··· Records for this exercise ···
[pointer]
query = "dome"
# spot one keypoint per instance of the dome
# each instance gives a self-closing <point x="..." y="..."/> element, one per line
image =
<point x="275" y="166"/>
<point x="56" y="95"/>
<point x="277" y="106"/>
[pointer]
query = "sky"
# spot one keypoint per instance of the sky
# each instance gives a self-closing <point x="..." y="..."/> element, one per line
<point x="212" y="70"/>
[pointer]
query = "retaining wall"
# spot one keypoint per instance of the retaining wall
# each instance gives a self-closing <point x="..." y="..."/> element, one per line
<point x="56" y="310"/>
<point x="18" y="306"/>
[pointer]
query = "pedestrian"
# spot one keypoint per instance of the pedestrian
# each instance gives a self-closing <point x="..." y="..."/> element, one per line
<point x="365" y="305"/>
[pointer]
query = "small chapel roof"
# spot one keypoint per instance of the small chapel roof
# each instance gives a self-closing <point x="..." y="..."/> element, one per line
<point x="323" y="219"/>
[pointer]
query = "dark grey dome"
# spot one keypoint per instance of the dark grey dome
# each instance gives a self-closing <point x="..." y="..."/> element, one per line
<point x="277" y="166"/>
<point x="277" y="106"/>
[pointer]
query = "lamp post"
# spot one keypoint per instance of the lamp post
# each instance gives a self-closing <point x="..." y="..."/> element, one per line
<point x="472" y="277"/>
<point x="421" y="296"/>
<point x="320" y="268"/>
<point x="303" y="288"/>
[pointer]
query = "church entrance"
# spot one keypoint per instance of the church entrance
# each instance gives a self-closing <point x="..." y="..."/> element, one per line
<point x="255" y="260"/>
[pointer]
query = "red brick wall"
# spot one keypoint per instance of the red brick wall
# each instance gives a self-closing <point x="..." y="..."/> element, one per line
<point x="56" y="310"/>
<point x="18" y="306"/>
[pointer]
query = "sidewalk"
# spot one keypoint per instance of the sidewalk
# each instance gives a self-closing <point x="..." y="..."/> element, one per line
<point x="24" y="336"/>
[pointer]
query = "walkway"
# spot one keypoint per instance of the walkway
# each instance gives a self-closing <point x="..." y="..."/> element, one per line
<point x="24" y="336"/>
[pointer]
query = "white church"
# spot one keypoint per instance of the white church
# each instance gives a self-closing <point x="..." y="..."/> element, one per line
···
Written task
Please count the lines in the material above that contain the word "dark", and reply with the number alone.

The result
2